___ EXERCISE DATA ___
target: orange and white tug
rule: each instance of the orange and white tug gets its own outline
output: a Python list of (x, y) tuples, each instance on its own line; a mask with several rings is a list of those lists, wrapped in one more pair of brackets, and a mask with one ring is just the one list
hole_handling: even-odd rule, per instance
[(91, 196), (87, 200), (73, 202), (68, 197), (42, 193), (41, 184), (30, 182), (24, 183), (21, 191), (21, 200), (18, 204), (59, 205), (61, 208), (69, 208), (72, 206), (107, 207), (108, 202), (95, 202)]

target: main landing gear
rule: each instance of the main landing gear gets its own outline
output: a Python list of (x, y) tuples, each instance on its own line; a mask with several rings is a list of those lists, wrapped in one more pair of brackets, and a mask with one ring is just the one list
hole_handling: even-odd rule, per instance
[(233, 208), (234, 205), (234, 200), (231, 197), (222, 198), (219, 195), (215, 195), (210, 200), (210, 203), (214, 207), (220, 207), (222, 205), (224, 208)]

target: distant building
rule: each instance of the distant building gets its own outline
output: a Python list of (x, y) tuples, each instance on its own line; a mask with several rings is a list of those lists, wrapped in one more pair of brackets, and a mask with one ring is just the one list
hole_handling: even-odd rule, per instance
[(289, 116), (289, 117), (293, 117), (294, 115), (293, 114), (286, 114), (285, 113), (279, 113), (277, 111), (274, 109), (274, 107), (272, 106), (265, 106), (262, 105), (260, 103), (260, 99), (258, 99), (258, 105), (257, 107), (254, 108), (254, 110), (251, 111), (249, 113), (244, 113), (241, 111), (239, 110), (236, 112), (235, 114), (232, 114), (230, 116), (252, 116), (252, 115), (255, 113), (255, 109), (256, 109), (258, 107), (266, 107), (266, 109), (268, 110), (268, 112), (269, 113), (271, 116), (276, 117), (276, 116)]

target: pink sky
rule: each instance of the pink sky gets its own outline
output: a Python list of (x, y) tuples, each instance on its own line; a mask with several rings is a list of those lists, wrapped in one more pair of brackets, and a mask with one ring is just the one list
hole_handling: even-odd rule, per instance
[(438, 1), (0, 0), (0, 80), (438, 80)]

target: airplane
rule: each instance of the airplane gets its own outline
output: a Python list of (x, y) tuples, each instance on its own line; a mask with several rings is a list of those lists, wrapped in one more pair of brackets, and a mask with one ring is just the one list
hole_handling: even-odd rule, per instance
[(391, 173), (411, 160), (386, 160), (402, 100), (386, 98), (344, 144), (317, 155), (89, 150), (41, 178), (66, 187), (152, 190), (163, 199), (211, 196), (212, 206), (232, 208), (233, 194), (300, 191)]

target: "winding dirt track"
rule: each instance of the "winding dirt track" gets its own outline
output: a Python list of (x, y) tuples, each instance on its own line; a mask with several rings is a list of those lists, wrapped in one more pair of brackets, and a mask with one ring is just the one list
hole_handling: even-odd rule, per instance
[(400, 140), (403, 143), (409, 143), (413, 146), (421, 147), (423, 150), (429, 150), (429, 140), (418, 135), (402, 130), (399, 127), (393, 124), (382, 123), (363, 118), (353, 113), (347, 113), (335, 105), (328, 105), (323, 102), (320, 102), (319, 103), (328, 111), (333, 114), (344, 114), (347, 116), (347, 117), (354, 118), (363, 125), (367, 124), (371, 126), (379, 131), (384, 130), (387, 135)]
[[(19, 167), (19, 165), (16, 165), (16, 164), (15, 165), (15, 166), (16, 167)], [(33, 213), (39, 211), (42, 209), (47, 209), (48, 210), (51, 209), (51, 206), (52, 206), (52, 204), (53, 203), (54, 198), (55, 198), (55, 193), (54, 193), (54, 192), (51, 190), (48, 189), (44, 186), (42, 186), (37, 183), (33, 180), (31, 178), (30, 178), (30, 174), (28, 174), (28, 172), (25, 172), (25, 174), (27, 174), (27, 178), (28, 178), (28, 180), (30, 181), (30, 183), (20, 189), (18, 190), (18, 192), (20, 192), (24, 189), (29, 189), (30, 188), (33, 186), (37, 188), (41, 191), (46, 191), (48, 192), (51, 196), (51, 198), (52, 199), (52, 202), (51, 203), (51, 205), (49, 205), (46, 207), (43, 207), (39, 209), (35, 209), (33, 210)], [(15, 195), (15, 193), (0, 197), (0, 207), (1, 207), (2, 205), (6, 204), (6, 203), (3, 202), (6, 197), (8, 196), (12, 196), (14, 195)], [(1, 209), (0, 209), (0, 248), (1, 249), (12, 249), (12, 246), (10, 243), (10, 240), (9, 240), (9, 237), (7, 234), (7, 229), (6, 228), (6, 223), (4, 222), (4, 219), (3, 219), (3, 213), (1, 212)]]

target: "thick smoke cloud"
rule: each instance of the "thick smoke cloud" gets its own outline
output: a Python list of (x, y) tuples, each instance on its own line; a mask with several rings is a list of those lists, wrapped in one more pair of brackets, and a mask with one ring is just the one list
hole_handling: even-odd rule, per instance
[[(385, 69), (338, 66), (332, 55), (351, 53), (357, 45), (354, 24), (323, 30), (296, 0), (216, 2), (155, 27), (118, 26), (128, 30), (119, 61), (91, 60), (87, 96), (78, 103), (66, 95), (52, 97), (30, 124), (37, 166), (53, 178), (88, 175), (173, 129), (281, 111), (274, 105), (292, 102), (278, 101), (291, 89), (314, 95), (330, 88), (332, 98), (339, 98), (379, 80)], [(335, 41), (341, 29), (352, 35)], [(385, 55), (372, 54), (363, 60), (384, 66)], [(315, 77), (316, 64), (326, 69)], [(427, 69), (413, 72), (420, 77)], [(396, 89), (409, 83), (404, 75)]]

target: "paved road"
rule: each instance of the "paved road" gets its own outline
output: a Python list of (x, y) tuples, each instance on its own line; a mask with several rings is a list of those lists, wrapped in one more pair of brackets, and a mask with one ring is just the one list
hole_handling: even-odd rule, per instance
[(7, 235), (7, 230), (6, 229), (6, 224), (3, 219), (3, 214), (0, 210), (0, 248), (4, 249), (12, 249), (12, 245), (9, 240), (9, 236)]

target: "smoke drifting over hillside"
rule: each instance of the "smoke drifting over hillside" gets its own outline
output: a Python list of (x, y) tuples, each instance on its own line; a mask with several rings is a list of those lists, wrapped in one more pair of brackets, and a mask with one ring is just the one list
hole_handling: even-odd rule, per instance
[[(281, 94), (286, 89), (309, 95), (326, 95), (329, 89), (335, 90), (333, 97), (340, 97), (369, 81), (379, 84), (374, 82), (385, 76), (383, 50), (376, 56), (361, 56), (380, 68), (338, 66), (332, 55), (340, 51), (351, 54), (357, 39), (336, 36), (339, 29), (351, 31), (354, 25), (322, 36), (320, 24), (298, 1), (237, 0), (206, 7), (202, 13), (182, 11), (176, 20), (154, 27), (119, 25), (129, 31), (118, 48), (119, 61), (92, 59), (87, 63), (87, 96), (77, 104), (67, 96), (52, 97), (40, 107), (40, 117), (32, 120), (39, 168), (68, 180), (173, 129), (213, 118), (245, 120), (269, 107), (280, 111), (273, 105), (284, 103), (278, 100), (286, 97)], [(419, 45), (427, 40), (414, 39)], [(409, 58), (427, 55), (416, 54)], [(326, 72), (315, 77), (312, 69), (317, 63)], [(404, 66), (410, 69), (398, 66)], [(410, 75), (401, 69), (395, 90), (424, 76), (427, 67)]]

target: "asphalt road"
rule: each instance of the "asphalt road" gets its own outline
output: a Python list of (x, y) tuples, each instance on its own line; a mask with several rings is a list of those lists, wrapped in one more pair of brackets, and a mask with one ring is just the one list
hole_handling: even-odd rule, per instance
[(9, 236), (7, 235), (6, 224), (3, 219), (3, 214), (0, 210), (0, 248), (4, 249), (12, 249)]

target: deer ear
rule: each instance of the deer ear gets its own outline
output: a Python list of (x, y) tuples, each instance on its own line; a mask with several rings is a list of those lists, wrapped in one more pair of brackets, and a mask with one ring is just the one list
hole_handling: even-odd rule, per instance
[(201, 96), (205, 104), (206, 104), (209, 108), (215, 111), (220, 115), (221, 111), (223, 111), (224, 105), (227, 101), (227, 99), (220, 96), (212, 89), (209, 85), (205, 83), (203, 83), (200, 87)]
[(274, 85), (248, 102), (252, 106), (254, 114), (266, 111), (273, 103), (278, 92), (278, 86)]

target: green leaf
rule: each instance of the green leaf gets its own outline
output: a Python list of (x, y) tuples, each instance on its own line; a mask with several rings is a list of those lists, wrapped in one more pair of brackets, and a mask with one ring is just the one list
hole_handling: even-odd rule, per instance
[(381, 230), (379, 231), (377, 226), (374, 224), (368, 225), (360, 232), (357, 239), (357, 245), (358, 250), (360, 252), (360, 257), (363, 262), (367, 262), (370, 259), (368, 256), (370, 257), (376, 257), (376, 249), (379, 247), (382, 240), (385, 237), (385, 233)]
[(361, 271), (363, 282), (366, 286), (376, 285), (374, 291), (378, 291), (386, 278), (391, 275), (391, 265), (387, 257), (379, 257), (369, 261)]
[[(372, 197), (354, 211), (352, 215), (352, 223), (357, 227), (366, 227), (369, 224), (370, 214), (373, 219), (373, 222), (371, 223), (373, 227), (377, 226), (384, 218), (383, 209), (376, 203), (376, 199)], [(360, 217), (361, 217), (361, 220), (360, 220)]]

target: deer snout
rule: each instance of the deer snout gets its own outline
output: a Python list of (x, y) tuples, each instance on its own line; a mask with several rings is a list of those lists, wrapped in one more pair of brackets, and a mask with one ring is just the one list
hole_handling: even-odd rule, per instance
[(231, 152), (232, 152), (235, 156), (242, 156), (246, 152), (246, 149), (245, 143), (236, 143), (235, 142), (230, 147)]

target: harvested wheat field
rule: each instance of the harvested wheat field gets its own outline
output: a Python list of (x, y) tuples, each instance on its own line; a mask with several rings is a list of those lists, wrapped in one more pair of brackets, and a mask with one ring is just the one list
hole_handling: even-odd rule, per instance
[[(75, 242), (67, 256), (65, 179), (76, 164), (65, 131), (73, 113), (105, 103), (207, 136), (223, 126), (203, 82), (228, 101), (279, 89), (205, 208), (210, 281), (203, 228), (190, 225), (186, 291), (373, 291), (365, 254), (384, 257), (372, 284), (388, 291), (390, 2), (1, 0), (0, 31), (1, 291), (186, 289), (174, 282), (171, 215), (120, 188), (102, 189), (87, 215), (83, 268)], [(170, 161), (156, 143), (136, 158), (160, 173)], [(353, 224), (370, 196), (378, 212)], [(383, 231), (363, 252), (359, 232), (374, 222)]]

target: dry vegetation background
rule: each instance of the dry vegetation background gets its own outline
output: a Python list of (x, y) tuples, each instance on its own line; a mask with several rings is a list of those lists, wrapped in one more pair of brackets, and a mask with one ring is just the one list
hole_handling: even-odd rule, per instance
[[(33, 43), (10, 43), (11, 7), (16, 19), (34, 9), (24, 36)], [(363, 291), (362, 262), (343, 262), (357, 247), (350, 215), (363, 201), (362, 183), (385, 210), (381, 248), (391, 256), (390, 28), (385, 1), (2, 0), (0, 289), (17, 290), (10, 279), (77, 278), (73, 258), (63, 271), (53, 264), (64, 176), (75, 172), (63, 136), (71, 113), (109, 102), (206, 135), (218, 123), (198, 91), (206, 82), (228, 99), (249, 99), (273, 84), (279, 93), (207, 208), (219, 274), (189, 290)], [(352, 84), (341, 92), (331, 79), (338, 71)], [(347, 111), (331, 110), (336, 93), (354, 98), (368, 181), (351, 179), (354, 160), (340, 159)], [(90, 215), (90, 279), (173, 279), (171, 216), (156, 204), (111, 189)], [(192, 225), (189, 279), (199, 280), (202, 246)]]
___
REQUEST> Write out, character for character, the lines of the material above from the line holding "target: green leaf" through the line holding "142), (230, 147)]", including both of those lines.

SOLUTION BELOW>
target: green leaf
rule: each instance of the green leaf gets its own outline
output: a Python list of (x, y) tuples, each instance on its own line; a mask with several rings is a list of those lists, wrapped in one more pair of brackets, and a mask with one ring is just the one list
hole_handling: even-odd rule, per instance
[(381, 230), (379, 231), (377, 226), (374, 224), (368, 225), (360, 232), (357, 239), (357, 245), (358, 250), (360, 252), (360, 257), (363, 262), (367, 262), (370, 259), (368, 256), (370, 257), (376, 257), (376, 249), (379, 247), (382, 240), (385, 237), (385, 233)]
[(361, 271), (363, 282), (366, 286), (376, 285), (374, 291), (378, 291), (386, 278), (391, 275), (391, 265), (387, 257), (379, 257), (369, 261)]
[[(372, 197), (354, 211), (352, 215), (352, 223), (357, 227), (366, 227), (369, 224), (370, 214), (373, 219), (373, 222), (371, 223), (373, 227), (377, 226), (384, 218), (383, 209), (376, 203), (376, 199)], [(360, 217), (361, 217), (361, 220), (360, 220)]]

target: deer snout
rule: each instance of the deer snout gets its own outline
output: a Python list of (x, y) tuples, each instance on its own line; a mask with several rings is a list of those lists, wrapped in one more pair of brackets, and a mask with one ring is just the one list
hole_handling: even-odd rule, per instance
[(231, 152), (232, 152), (235, 156), (242, 156), (246, 152), (246, 149), (245, 143), (236, 143), (235, 142), (230, 147)]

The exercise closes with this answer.